Each line of the listing below should come back exactly as it is.

::: Dataset entries :::

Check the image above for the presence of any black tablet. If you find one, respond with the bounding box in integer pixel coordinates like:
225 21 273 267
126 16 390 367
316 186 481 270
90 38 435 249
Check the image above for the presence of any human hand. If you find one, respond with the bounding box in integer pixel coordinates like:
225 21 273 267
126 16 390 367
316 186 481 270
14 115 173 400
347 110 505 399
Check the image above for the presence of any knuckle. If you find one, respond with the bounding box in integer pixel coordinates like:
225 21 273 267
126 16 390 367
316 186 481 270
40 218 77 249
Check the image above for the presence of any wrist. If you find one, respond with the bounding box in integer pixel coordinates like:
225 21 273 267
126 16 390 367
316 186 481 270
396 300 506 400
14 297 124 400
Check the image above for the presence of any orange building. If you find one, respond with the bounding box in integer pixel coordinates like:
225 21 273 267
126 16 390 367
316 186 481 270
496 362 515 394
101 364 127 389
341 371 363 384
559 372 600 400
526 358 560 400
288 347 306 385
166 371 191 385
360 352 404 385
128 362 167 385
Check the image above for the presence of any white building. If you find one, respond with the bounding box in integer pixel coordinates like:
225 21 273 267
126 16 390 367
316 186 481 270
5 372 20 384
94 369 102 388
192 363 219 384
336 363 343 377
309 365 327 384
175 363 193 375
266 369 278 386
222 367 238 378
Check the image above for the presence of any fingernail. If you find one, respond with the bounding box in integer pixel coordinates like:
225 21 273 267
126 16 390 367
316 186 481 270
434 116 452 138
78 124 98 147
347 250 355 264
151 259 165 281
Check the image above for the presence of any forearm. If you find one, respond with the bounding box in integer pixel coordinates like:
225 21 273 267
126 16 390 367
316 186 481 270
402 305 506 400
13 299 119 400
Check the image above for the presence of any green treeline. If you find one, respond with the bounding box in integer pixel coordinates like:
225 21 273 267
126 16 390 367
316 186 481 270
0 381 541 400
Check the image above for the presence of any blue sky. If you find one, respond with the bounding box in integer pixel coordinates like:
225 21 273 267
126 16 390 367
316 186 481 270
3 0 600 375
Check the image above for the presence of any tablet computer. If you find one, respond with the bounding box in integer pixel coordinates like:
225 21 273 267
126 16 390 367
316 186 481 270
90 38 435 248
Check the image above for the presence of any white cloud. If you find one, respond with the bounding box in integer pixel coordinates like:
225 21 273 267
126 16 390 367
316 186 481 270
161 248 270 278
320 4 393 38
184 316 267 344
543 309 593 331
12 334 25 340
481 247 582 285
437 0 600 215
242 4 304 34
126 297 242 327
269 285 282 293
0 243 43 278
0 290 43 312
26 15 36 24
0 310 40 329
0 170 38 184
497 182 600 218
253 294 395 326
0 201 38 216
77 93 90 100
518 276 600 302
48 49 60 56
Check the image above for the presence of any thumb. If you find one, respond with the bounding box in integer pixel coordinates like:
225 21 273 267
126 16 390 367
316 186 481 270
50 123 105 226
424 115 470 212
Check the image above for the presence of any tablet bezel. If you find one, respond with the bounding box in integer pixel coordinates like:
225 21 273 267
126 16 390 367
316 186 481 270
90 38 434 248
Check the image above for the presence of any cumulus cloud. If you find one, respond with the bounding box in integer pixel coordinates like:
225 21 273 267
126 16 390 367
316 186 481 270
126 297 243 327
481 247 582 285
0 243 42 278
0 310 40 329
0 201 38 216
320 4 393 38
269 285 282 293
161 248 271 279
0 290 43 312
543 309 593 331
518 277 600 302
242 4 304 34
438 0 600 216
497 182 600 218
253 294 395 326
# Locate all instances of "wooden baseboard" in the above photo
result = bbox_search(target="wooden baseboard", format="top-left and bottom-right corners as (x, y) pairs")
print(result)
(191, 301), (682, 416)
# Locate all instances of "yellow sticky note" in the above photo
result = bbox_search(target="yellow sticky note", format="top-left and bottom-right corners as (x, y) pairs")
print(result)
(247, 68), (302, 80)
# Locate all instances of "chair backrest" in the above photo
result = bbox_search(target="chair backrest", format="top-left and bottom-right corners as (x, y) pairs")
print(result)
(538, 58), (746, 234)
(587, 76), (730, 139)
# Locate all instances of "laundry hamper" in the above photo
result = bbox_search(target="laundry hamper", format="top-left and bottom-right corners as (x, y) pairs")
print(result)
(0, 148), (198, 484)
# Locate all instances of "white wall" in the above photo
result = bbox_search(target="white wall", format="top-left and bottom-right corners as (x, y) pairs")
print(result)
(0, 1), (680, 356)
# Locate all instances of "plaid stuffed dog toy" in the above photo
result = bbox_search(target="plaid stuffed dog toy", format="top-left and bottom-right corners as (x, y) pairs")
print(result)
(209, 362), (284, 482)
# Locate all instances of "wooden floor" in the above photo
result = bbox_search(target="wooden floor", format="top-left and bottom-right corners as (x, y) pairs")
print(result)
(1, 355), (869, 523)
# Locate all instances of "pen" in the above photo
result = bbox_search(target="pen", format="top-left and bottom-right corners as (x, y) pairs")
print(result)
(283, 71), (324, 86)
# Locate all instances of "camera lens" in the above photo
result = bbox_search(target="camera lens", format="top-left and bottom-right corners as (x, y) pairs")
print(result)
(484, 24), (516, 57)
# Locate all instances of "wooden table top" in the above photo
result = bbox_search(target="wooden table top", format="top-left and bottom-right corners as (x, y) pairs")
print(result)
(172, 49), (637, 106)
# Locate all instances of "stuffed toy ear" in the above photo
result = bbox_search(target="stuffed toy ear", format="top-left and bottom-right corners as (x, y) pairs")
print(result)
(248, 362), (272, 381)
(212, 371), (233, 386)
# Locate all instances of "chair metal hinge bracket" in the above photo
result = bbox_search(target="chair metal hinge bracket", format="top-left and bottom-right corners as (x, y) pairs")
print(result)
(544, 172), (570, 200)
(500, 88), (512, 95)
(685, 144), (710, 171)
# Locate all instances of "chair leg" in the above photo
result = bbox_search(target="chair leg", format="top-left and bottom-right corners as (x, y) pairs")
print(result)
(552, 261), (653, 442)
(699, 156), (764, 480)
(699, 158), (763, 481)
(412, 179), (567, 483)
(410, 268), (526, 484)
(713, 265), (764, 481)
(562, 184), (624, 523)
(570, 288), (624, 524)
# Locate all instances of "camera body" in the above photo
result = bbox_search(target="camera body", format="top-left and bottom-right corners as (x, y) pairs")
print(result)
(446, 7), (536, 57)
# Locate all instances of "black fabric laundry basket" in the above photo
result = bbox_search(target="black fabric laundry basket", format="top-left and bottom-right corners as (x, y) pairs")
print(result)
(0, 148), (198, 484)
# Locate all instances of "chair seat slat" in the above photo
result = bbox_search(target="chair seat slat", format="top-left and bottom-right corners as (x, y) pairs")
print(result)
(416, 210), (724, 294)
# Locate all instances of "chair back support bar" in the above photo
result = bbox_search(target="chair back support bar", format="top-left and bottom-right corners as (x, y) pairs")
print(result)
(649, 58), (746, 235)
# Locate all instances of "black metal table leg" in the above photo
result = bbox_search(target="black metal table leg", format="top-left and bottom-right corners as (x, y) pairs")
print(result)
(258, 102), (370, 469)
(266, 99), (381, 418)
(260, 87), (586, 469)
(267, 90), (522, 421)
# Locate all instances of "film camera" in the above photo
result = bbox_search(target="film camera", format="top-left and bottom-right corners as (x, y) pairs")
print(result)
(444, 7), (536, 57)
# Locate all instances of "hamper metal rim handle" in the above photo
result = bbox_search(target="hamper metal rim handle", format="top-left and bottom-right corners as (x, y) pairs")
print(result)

:::

■ Answer for the task
Check the image above for the presence of any black tablet. If you find one, respond with the bounding box in integer pixel coordinates like:
225 21 273 267
126 16 390 367
316 186 481 270
90 38 435 249
Check the image above for the presence of any human hand. If you find one, respond with the bounding box in integer pixel coordinates like:
225 21 273 267
126 16 390 367
316 186 481 270
14 115 173 400
347 110 505 399
Check the image above for the presence of any knuckle. If you find one, respond with the bounding box in integer pixel coordinates like:
225 21 273 267
126 16 390 367
316 186 481 270
40 218 77 249
Check the image above for the presence of any wrist. If you find one, respond with the bounding box in integer pixel coordinates like:
225 21 273 267
126 16 390 367
316 186 481 270
396 300 506 400
14 297 124 400
Check the image above for the presence of any orange building. If you find one, respond with the bounding box in integer pixel coordinates like:
225 21 273 267
126 16 390 367
316 186 481 270
496 362 515 394
101 364 127 389
341 371 363 384
559 372 600 400
526 358 560 400
288 347 306 385
166 371 191 385
360 352 404 385
128 362 167 385
Check the image above for the presence of any white building. If you find one, respond with the bounding box in integer pixel coordinates like:
225 21 273 267
126 16 390 367
316 186 481 270
5 372 20 384
94 369 102 388
192 363 219 384
336 363 343 377
309 365 327 384
175 363 193 375
266 369 278 386
222 367 238 378
Check the image above for the presence of any fingernail. If you find one, respond with the bounding box in integer pixel coordinates like:
225 21 273 267
126 16 390 367
316 186 481 270
434 116 452 138
78 124 98 147
347 250 355 264
151 259 165 281
Check the image above for the presence of any forearm. If you find one, respond with the bounding box in integer pixel coordinates like:
225 21 273 267
126 16 390 367
316 186 481 270
402 305 506 400
13 299 119 400
Check the image above for the presence of any green treeline. If you find one, respond with the bounding box in integer pixel coordinates like:
225 21 273 267
126 16 390 367
316 186 481 270
0 381 541 400
Check the image above for the presence of any blue sky. If you find one, respond with the bounding box in integer pixel coordinates like:
225 21 273 267
126 16 390 367
316 186 481 270
3 0 600 375
Check the image above for the presence of any tablet computer. If you find one, respond with the bounding box in integer pixel coordinates like:
225 21 273 267
126 16 390 367
316 186 481 270
90 38 435 248
Check the image above for the presence of any white cloud. If you find one, respond with the bounding box in integer pixel coordinates like:
225 21 273 267
126 16 390 367
316 186 481 270
161 248 270 278
320 4 393 38
184 316 267 344
543 309 593 331
12 334 25 340
481 247 582 285
437 0 600 215
242 4 304 34
126 297 242 327
269 285 282 293
0 243 43 278
0 290 43 312
26 15 36 24
0 310 40 329
0 170 38 184
497 182 600 218
253 294 395 326
0 201 38 216
77 93 90 100
518 276 600 302
48 49 60 56
Check the image above for the presence of any thumb. If you find one, respond with the bounding box in integer pixel coordinates like:
225 21 273 267
126 16 390 367
316 186 481 270
50 123 105 226
424 115 470 212
Check the image above for the presence of any tablet bezel. If you find one, respond with the bounding box in integer pixel coordinates like:
225 21 273 267
126 16 390 367
316 186 481 270
90 38 434 248
Check the image above for the presence of any cumulus cloud. If you find one, respond with the bounding box in integer pixel coordinates like:
225 21 273 267
126 16 390 367
316 186 481 270
126 297 243 327
481 247 582 285
0 243 42 278
0 310 40 329
0 201 38 216
320 4 393 38
269 285 282 293
161 248 271 279
0 290 43 312
543 309 593 331
518 277 600 302
242 4 304 34
438 0 600 216
497 182 600 218
253 294 395 326
# Locate all instances of "wooden baseboard" in the above photo
result = bbox_search(target="wooden baseboard", format="top-left and bottom-right corners as (x, y) pairs")
print(result)
(191, 301), (682, 416)
# Locate all instances of "yellow sticky note" in the above photo
result = bbox_search(target="yellow sticky note", format="top-left and bottom-right corners as (x, y) pairs")
print(result)
(247, 68), (302, 80)
# Locate all instances of "chair backrest" in the above photo
result = bbox_search(target="chair backrest", format="top-left and bottom-right corners as (x, y) pairs")
print(result)
(538, 58), (746, 234)
(587, 76), (730, 139)
# Locate all instances of "laundry hamper" in the above photo
result = bbox_search(target="laundry hamper", format="top-left and bottom-right corners as (x, y) pairs")
print(result)
(0, 148), (198, 484)
# Locate all instances of "white wall" in the above photo
result = bbox_search(target="white wall", format="top-left and bottom-right corners as (x, y) pairs")
print(result)
(0, 1), (680, 356)
# Locate all instances of "plaid stuffed dog toy" in the above photo
result = bbox_search(target="plaid stuffed dog toy", format="top-left and bottom-right corners as (x, y) pairs")
print(result)
(209, 362), (284, 482)
# Locate all instances of "wooden floor" in the above photo
result = bbox_search(target="wooden floor", format="top-left and bottom-right corners as (x, y) pairs")
print(result)
(1, 355), (869, 523)
# Locate all instances of "pen" in the above photo
result = bbox_search(target="pen", format="top-left and bottom-right corners as (x, y) pairs")
print(result)
(283, 71), (324, 86)
# Locate all instances of "camera lens" in the above photo
result = bbox_search(target="camera lens", format="top-left and bottom-right corners as (x, y) pairs")
print(result)
(484, 24), (516, 57)
# Locate all instances of "wooden table top" in the above photo
result = bbox_search(target="wooden table top", format="top-left and bottom-right corners as (x, y) pairs")
print(result)
(172, 49), (637, 106)
# Locate all instances of "stuffed toy ear" in the above photo
result = bbox_search(target="stuffed toy ear", format="top-left and bottom-right corners as (x, y) pairs")
print(result)
(248, 362), (272, 381)
(212, 371), (233, 386)
# Locate all instances of "chair metal hinge bracket" in the above photo
result = bbox_search(target="chair metal hinge bracket", format="top-left and bottom-right corners as (x, y) pairs")
print(result)
(544, 172), (570, 200)
(500, 88), (512, 95)
(685, 144), (710, 171)
# Locate all instances of "chair leg" in the above photo
result = bbox_search(target="chair leg", format="top-left and bottom-right corners as (x, y) pairs")
print(result)
(552, 261), (653, 442)
(699, 156), (764, 480)
(699, 158), (763, 481)
(412, 179), (567, 483)
(410, 268), (526, 484)
(713, 265), (764, 481)
(562, 184), (624, 523)
(570, 288), (624, 524)
# Locate all instances of "camera body" in the above photo
result = bbox_search(target="camera body", format="top-left and bottom-right corners as (x, y) pairs")
print(result)
(446, 7), (536, 57)
# Locate all instances of "black fabric laundry basket" in the above photo
result = bbox_search(target="black fabric laundry basket", format="top-left and bottom-right corners as (x, y) pairs")
print(result)
(0, 148), (198, 484)
# Locate all instances of "chair seat slat" in the above photo
result = bbox_search(target="chair seat slat", format="top-left and bottom-right corners as (x, y) pairs")
print(result)
(416, 210), (724, 294)
# Locate all instances of "chair back support bar" in the above photo
result = bbox_search(target="chair back support bar", format="top-left and bottom-right corners as (x, y) pairs")
print(result)
(649, 58), (746, 235)
# Locate all instances of "black metal table leg" in the above photo
result = bbox_search(target="black metal table leg", format="top-left and bottom-right corners as (x, y) pairs")
print(result)
(258, 102), (370, 469)
(266, 99), (381, 418)
(260, 87), (586, 469)
(267, 90), (522, 421)
# Locate all instances of "film camera" in the above photo
result = bbox_search(target="film camera", format="top-left and bottom-right corners as (x, y) pairs")
print(result)
(444, 7), (536, 57)
# Locate all instances of "hamper metal rim handle" in the above photo
result = bbox_search(target="hamper metal rim handle", format="top-left and bottom-right corners as (x, y) pairs")
print(result)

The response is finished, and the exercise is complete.